• [Texte source]
· · · · · · ·
Un fil rouge entre stress et anxiété : la voie VTA-amygdale

Résultats scientifiques Neuroscience, cognition

L’anxiété se caractérise par une hyperactivité d’une région du cerveau : l’amygdale. Mais les mécanismes sous-jacents sont mal compris. Dans une étude publiée dans Biological Psychiatry, des scientifiques révèlent, chez la souris, un nouveau mécanisme synaptique par lequel le stress chronique reconfigure les circuits de l’anxiété. Cette étude offre des perspectives prometteuses pour mieux comprendre et traiter les troubles anxieux.

L’anxiété et son impact sur la santé mentale

L’anxiété est une réponse naturelle de l’organisme qui favorise la vigilance et la prudence face au danger. Toutefois, lorsqu’elle devient excessive ou mal régulée, elle peut évoluer en trouble anxieux, affectant durablement la santé mentale. Ces troubles sont parmi les plus fréquents, apparaissant souvent tôt dans la vie et tendent à persister. L’amygdale, une structure clé du cerveau émotionnel, joue un rôle central dans la détection des menaces et l’activation de réponses adaptées. Dans des conditions normales, l’activité de l’amygdale est finement régulée par un équilibre entre les signaux excitateurs et inhibiteurs. La rupture de cet équilibre peut entraîner une hyperactivation de l’amygdale, provoquant des réactions émotionnelles intenses et une anxiété accrue. Le stress chronique, en particulier, est connu pour modifier la structure et la fonction des neurones amygdaliens, les rendant plus excitables.

Découverte d’un nouveau mécanisme synaptique

Dans cette étude publiée dans la revue Biological Psychiatry, des scientifiques ont utilisé le modèle murin. À l’aide de techniques de pointe telles que l’optogénétique, qui utilise la lumière pour contrôler l’activité des neurones, l’électrophysiologie, qui mesure l’activité électrique des neurones et la microscopie, ils ont mis en évidence un circuit jusque-là peu exploré : une projection excitatrice provenant des neurones glutamatergiques de l’aire tegmentale ventrale (VTA) vers l’amygdale basolatérale (BLA). Ce circuit s’active rapidement en réponse au stress social et son activité devient exagérée en cas d’exposition chronique.

Fait marquant : seules ces projections, et non celles en provenance du cortex préfrontal, étaient durablement potentialisées par le stress chronique. Leur activation induisait une hyperexcitabilité des neurones de la BLA, accompagnée de comportements anxieux. L’activation optogénétique ciblée de ce circuit a reproduit les effets du stress, tandis que son inhibition les prévenait.
· · · · · · ·
• [Entrées extraites]
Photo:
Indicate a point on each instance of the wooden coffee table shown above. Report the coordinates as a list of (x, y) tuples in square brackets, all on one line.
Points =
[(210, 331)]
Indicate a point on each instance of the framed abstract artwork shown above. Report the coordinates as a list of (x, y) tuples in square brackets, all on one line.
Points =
· · · · · · ·
• [Travail demandé] Énumérez toutes les techniques de pointe que le texte sur la voie VTA-amygdale présente comme utilisées par les scientifiques dans leur étude chez la souris.

• [Résultat obtenu] Les techniques citées sont l’optogénétique, l’électrophysiologie et la microscopie.